Extracted records:
┄┄┄┄┄┄┄┄┄┄┄┄┄┄┄┄┄┄┄┄
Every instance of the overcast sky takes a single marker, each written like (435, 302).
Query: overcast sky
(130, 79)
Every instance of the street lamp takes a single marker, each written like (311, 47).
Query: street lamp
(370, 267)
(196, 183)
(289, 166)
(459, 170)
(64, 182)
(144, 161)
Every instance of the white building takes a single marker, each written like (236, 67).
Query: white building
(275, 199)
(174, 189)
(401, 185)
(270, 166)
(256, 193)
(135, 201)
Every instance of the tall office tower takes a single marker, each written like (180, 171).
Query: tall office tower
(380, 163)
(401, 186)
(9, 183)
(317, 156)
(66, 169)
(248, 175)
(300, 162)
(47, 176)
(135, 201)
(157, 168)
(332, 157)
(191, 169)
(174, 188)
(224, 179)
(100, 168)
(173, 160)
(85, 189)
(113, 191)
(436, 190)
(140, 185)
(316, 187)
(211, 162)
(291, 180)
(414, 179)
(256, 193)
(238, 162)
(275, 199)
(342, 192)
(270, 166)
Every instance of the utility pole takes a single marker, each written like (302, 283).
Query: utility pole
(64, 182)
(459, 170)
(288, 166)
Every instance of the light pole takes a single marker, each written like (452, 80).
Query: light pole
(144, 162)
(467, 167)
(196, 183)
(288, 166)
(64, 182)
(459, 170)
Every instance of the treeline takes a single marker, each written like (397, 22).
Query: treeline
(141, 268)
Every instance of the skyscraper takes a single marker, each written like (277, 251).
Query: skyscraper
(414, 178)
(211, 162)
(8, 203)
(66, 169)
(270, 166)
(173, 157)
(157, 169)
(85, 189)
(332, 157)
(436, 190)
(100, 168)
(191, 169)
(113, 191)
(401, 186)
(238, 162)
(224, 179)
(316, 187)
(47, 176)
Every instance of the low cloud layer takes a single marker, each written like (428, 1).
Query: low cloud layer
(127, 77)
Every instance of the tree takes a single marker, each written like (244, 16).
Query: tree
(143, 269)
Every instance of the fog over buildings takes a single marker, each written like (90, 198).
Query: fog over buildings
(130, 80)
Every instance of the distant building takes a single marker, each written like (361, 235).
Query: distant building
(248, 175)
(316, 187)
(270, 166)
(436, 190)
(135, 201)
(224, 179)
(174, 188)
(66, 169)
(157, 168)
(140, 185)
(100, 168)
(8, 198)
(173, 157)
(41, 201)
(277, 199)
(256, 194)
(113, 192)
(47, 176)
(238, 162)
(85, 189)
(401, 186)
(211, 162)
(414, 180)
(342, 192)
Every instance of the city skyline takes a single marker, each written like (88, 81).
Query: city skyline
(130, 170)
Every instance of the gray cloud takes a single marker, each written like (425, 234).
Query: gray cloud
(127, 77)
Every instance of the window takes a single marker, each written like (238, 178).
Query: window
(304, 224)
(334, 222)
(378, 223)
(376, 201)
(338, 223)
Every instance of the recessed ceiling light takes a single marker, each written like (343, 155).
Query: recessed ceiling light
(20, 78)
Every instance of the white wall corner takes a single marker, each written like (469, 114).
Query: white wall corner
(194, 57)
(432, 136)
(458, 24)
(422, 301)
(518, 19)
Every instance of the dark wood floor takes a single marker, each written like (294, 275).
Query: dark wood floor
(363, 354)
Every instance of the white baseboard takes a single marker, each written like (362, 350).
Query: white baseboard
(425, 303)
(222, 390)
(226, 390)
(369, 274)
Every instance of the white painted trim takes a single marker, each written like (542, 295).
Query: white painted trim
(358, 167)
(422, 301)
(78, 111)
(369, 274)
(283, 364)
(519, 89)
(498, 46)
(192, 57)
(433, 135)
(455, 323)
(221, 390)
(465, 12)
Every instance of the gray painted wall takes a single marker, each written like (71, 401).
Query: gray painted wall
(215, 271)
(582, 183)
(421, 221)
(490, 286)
┄┄┄┄┄┄┄┄┄┄┄┄┄┄┄┄┄┄┄┄
=== Required task ===
Please reproduce all of the records above verbatim, keeping every line as it appears.

=== Solution for this exercise ===
Every instance of the overcast sky takes a single marker, each written like (435, 302).
Query: overcast sky
(130, 79)
Every instance of the street lamp takes a single marker, each written like (311, 47).
Query: street lamp
(370, 267)
(196, 183)
(289, 166)
(459, 170)
(64, 182)
(144, 161)
Every instance of the white building takes a single marker, each written like (236, 67).
Query: white building
(275, 199)
(174, 189)
(401, 185)
(270, 166)
(256, 193)
(135, 201)
Every instance of the tall office tower takes a single marker, each written like (180, 171).
Query: tall office tower
(380, 163)
(401, 186)
(9, 183)
(317, 156)
(66, 169)
(248, 175)
(300, 162)
(47, 176)
(135, 201)
(157, 168)
(332, 157)
(191, 169)
(174, 188)
(224, 179)
(100, 168)
(173, 160)
(85, 189)
(113, 191)
(436, 190)
(140, 185)
(316, 187)
(211, 162)
(291, 180)
(414, 179)
(256, 193)
(238, 162)
(275, 199)
(342, 192)
(270, 166)
Every instance of the utility pole takes a single marker, each written like (302, 283).
Query: utility pole
(64, 182)
(459, 170)
(288, 166)
Every instance of the light pole takes a single marker, each written like (452, 80).
Query: light pole
(144, 162)
(467, 167)
(196, 183)
(288, 166)
(64, 182)
(459, 170)
Every instance of the treeline takes a single marker, each written like (397, 22).
Query: treeline
(141, 268)
Every instance of the skyscraper takes a single marker, each written like (277, 251).
Query: skyscraper
(414, 178)
(211, 162)
(8, 203)
(66, 169)
(270, 166)
(173, 157)
(157, 169)
(85, 189)
(332, 157)
(436, 190)
(100, 168)
(191, 169)
(113, 191)
(401, 186)
(238, 162)
(224, 179)
(316, 187)
(47, 176)
Every instance of the low cloud layer takes a single marker, each written like (428, 1).
Query: low cloud layer
(127, 77)
Every instance of the tree takes a single marker, each written like (244, 16).
Query: tree
(143, 269)
Every instance of the fog over buildings takes a single marker, each written like (90, 198).
Query: fog over buildings
(130, 80)
Every instance of the distant building takes a single marker, each written like (361, 235).
Query: distant building
(248, 175)
(316, 187)
(270, 166)
(436, 190)
(135, 201)
(224, 179)
(174, 188)
(66, 169)
(157, 168)
(140, 185)
(100, 168)
(8, 198)
(173, 157)
(41, 201)
(277, 199)
(256, 194)
(113, 192)
(47, 176)
(238, 162)
(85, 189)
(401, 186)
(211, 162)
(414, 180)
(342, 192)
Every instance of the city skyline takes a single marker, each written like (88, 81).
Query: city skyline
(130, 170)
Every instance of the gray cloud takes a single marker, each written like (425, 234).
Query: gray cloud
(127, 77)
Every instance of the window takes a single marker, each written like (238, 178).
Query: window
(304, 224)
(334, 222)
(378, 223)
(376, 201)
(338, 223)
Every instance of the recessed ceiling light takes a single marker, each written like (343, 155).
Query: recessed ceiling light
(20, 78)
Every instance of the white wall corner takes a single marker, each written like (469, 114).
Query: white wall corner
(194, 57)
(432, 136)
(458, 24)
(422, 301)
(518, 19)
Every instance of the dark wood floor takes a single marker, each written like (294, 275).
Query: dark wood floor
(363, 354)
Every instance of the white baseboard takes a single marker, each written like (362, 350).
Query: white baseboard
(425, 303)
(222, 390)
(226, 390)
(369, 274)
Every instance of the white painted trim takes a single marker, each written like (542, 295).
Query: white painted trim
(358, 167)
(422, 301)
(78, 111)
(369, 274)
(283, 364)
(519, 89)
(498, 46)
(192, 57)
(433, 135)
(455, 323)
(221, 390)
(465, 12)
Every instance of the gray painted wall takes a single marker, each written like (71, 401).
Query: gray painted wall
(215, 271)
(582, 183)
(421, 221)
(490, 286)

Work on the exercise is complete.